Records for this task:
____________________

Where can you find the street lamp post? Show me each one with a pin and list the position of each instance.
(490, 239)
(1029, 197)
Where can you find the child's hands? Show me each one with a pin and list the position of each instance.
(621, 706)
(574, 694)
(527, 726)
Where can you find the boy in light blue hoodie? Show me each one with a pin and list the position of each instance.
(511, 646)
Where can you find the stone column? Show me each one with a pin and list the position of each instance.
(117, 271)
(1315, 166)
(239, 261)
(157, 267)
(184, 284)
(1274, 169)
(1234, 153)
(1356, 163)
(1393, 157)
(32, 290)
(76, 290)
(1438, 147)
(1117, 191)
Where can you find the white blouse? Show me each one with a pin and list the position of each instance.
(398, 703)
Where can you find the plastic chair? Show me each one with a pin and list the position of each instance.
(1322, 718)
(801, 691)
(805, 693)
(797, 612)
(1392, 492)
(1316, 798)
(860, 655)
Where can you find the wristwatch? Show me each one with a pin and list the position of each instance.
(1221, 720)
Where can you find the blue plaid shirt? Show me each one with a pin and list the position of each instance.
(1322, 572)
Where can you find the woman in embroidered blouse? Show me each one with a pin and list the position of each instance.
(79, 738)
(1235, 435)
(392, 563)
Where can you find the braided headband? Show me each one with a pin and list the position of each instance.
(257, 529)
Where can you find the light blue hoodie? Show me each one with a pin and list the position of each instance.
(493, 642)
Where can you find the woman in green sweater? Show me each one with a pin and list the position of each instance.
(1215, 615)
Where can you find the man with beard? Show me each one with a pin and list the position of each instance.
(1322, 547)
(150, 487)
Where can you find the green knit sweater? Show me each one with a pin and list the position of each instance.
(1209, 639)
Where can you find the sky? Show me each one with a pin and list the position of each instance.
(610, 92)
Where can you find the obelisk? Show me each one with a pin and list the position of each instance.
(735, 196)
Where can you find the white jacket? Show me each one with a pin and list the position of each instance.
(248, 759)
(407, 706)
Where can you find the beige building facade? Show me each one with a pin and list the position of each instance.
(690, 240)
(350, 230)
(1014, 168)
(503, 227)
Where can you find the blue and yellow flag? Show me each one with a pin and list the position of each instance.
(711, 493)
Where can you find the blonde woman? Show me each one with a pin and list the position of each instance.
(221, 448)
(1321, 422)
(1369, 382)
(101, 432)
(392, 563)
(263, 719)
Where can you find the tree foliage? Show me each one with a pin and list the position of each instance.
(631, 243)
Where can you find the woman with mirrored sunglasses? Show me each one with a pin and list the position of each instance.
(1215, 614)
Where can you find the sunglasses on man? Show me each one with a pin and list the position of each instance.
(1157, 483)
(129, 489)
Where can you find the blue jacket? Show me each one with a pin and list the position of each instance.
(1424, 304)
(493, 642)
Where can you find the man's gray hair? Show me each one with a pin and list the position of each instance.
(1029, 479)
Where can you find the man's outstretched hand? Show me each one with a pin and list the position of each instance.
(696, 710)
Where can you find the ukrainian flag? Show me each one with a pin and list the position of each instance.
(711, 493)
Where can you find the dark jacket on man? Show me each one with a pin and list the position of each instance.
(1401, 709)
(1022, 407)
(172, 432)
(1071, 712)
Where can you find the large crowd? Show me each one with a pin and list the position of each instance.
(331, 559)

____________________

Task:
Go through the listing above and reproduce all of it exactly.

Output for this exercise:
Where can you find the street lamp post? Show me each one with a pin and list the position of each instance.
(490, 239)
(1029, 197)
Where can you find the child's hands? Show me each one with a pin and list the position of each instance.
(621, 706)
(574, 694)
(527, 726)
Where can you find the boy in light blue hoodie? Show me each one with a pin and list the position of each instance.
(511, 646)
Where can you find the stone column? Show me each one with a pin and list the position of each instance.
(117, 271)
(1315, 166)
(239, 261)
(157, 267)
(184, 284)
(1274, 169)
(1234, 153)
(1356, 163)
(1393, 157)
(32, 290)
(76, 290)
(1438, 147)
(1117, 191)
Where can you find the white blouse? Show me each one with a pin and list the position of each instance.
(398, 703)
Where can you find the plastic chair? Show me each one with a pin and list the position of each instance.
(1322, 718)
(801, 691)
(805, 693)
(797, 612)
(1392, 492)
(1316, 798)
(860, 655)
Where can you find the wristwatch? Show me each one with a pin and list the position of each instance.
(1221, 720)
Where can you find the blue plaid shirt? Show me each one with a pin and list the position of each instance.
(1322, 572)
Where can you find the woman in embroidered blouse? Show me each one with a pin and list the position of each instance.
(79, 738)
(1235, 435)
(392, 563)
Where can you find the braided headband? Show me each one with a pin and list the position of each instance.
(257, 529)
Where can you find the light blue hoodie? Show me each one with a pin and list the position of each instance.
(493, 642)
Where can you find the woman in green sweater? Show me each one with a pin and list the position of each instance.
(1215, 615)
Where can you find the man with beard? Show me each one with a pin and list the position of each instance.
(1322, 547)
(150, 487)
Where can you find the green knit sweater? Show me each one with a pin and list the position of each instance.
(1209, 639)
Where can you find the sky? Show me each one with a pin and list the position of each instance.
(610, 92)
Where can you find the obelisk? Show me each one with a pin and list the position of each instance.
(735, 196)
Where can you find the white jacket? Show me each one with a pin and list the position of each instance.
(248, 759)
(407, 706)
Where can you find the beige building facade? Show me each one with a pin and list the position of each instance.
(690, 240)
(350, 230)
(1014, 168)
(503, 227)
Where can you find the blue and yellow flag? Show me each one with a pin and list the position of each instance.
(711, 493)
Where can you find the blonde woman? Show me each one with a pin and list the position of each instance.
(221, 448)
(1321, 422)
(1369, 382)
(101, 432)
(392, 563)
(263, 719)
Where can you find the tree foliage? Show me each one with a pin and list the position of each instance.
(631, 243)
Where can you find the woman with mirrored sunglasses? Show me each one with a pin and list the position of each instance.
(1215, 614)
Where can you find the sunglasses on man? Show me each one with a pin and list the position of each instance.
(1157, 483)
(129, 489)
Where can you find the blue jacket? Show me each one with a pin and list the position of each instance.
(1424, 304)
(493, 642)
Where can you find the man's gray hair? Show me each one with a pin and list the position of each instance.
(1029, 479)
Where can you find the man's outstretched hand? Show me each one with a pin and list the position of each instance.
(696, 710)
Where can you find the ukrainian flag? Show me each one with a pin and list the position of each instance.
(711, 493)
Where can you find the dark jacket on man? Show me each one with a pin and list the position of each instance.
(1401, 709)
(1022, 407)
(172, 432)
(1071, 712)
Where can you find the large crowd? Show me each one with a pin and list the position of each instance.
(331, 559)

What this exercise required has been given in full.